- [DONNÉES FOURNIES]:

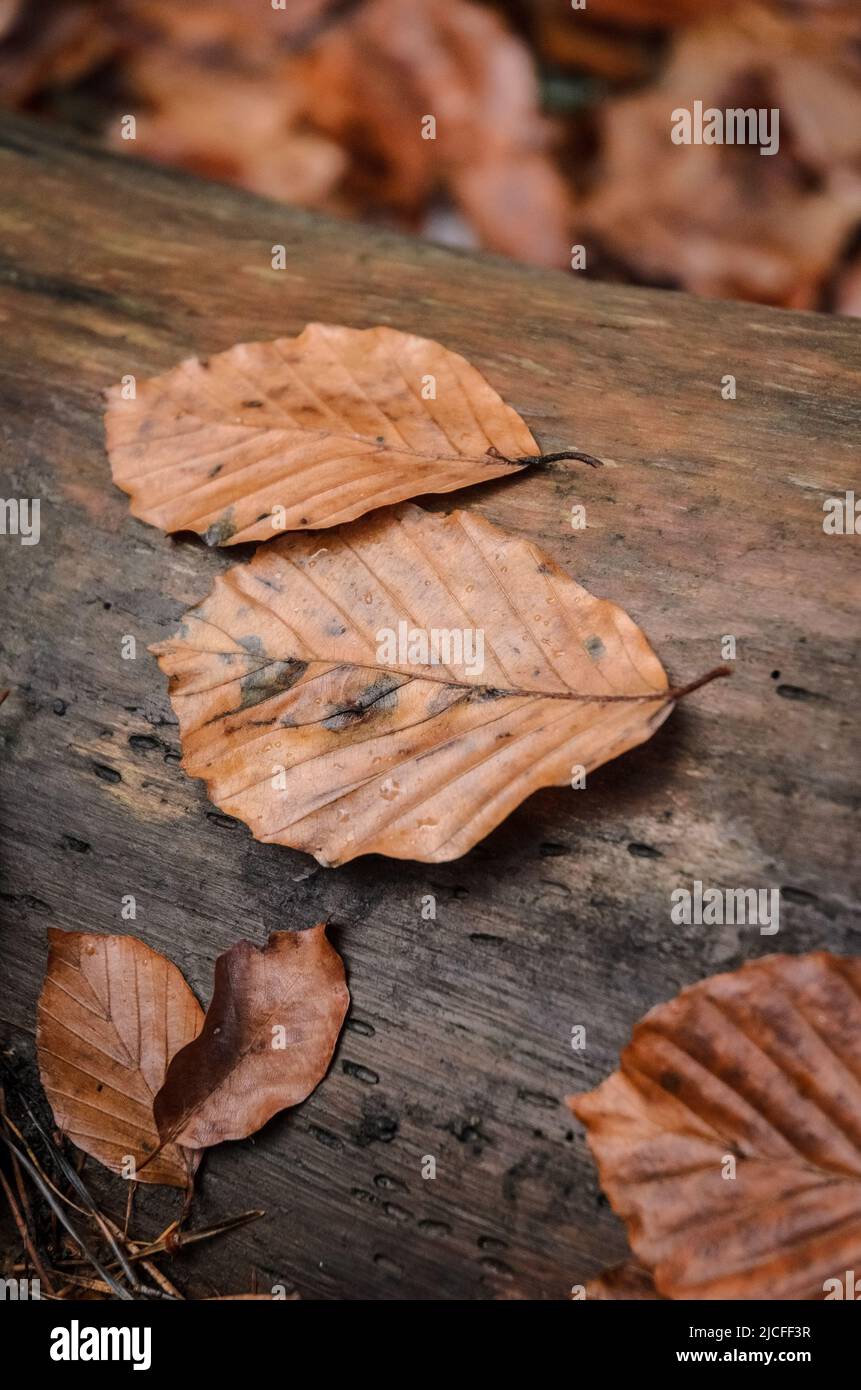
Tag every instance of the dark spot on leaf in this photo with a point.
(380, 697)
(81, 847)
(270, 680)
(362, 1073)
(221, 530)
(799, 692)
(106, 773)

- [OBJECTIF]: Recopiez mot pour mot toutes les lignes des items ci-dessus, sans reprendre les images.

- [SOLUTION]:
Tag every instance of the dark spot on leaf in this photo with a point.
(380, 697)
(81, 847)
(270, 680)
(362, 1073)
(221, 530)
(799, 692)
(106, 773)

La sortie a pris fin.